### Supplied passage
%%
Implementation guidance for Australian Essential Eight controls in Microsoft environments - ISM controls with PSPF mappings
| Property | Value |
|---|---|
| ISM Control | ISM-1876 |
| Revision | 0 |
| Updated | Sep-23 |
| Guideline | Not provided |
| Section | System patching |
| Topic | Mitigating known vulnerabilities |
| Essential Eight | ML1, ML2, ML3 |
| PSPF Levels | NC, OS, P, S, TS |
Patches, updates or other vendor mitigations for vulnerabilities in online services are applied within 48 hours of release when vulnerabilities are assessed as critical by vendors or when working exploits exist. This implementation pushes critical OS patches within 48 hours using expedited updates managed by Intune and Windows Autopatch.12
Online services (SaaS, cloud infrastructure, web-facing applications) present a distinct patching challenge compared to endpoint OS patching: they are continuously internet-exposed, often managing large volumes of sensitive data, and critical vulnerabilities in these services are frequently targeted within hours of public disclosure.
The 48-hour window for critical/exploited vulnerabilities is specifically calibrated to the observed exploitation timeline. CISA KEV (Known Exploited Vulnerabilities Catalog) data shows that the median time-to-exploitation for actively exploited vulnerabilities dropped from 30+ days (2010s) to under 48 hours for many CVEs in 2022–2024. For online services, the attack surface is globally accessible — any delay beyond 48 hours significantly increases the probability of compromise.
Windows Autopatch Hotpatch (available for Windows 11 24H2+, Server 2025, and Azure Arc-enabled VMs) enables kernel-level patches to be applied without a restart on eligible Patch Tuesday months, enabling near-zero downtime patching for critical OS-level vulnerabilities in online service hosts. This is particularly valuable for internet-facing Windows Server workloads where maintenance windows are constrained.
%%
### To-do list
**a.** Does the ISM-1876 patching guidance agree with each statement? (i) Windows Autopatch Hotpatch is available for Windows 10. (ii) The control applies to Essential Eight maturity levels ML1, ML2 and ML3. (iii) Critical OS patches are pushed within 72 hours of release.
**b.** Can you carry the ISM-1876 patching guidance forward from its paragraph on Windows Autopatch Hotpatch, writing the next part in the same style?

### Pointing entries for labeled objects
%%
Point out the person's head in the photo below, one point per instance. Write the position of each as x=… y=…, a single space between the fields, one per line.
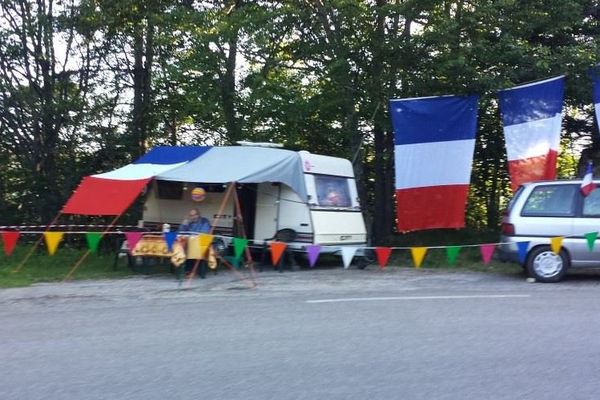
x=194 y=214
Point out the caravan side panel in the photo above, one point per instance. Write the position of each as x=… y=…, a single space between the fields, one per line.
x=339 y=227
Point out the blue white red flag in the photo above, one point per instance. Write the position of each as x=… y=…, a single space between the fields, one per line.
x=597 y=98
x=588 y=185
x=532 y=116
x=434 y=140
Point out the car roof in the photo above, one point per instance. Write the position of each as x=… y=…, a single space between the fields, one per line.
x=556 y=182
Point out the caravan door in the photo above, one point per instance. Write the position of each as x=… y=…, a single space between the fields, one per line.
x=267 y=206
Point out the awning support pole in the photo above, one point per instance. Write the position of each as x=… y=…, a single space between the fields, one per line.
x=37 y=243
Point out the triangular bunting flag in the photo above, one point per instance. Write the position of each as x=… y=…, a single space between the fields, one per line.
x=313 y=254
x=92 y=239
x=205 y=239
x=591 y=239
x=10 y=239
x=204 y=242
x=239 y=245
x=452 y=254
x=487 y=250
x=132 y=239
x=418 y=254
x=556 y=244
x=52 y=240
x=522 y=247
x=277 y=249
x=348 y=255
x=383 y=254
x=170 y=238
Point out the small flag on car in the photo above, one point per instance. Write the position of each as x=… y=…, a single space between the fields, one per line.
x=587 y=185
%%
### Answers to the exercises
**a.**
(i) No: "available for Windows 11 24H2+, Server 2025, and Azure Arc-enabled VMs"
(ii) Yes: "ML1, ML2, ML3"
(iii) No: "pushes critical OS patches within 48 hours using expedited updates managed by Intune and Windows Autopatch"

**b.**
| Patching scenario | Mechanism | Target timeline |
|---|---|---|
| Critical CVE (CVSS ≥9.0) | Intune Expedited Quality Update | 0-day deadline, 1-hr restart grace |
| Actively exploited CVE (CISA KEV) | Intune Expedited Quality Update | 0-day deadline, 1-hr restart grace |
| Standard Patch Tuesday | Autopatch deployment rings | Fast ring: T+1 day, Broad: T+7 days |
| Server/Azure VM (Hotpatch eligible) | Hotpatch (no restart required) | T+0 (same-day Patch Tuesday) |
For non-Windows online services (e.g., network appliances, Linux VMs, third-party SaaS), the 48-hour requirement is met through vendor-specific update mechanisms combined with Azure Update Manager (for Azure/Arc VMs) or manual emergency change procedures governed by the organisation’s change management framework.
[!NOTE] The Quality updates for Windows 10 and later policy will be deployed via Intune to expedite critical OS patches within 48 hours using Windows Autopatch. It will leverage expedited update capabilities to ensure timely patch installation on applicable devices. This will meet the ISM-1876 requirement for rapid patching of critical vulnerabilities.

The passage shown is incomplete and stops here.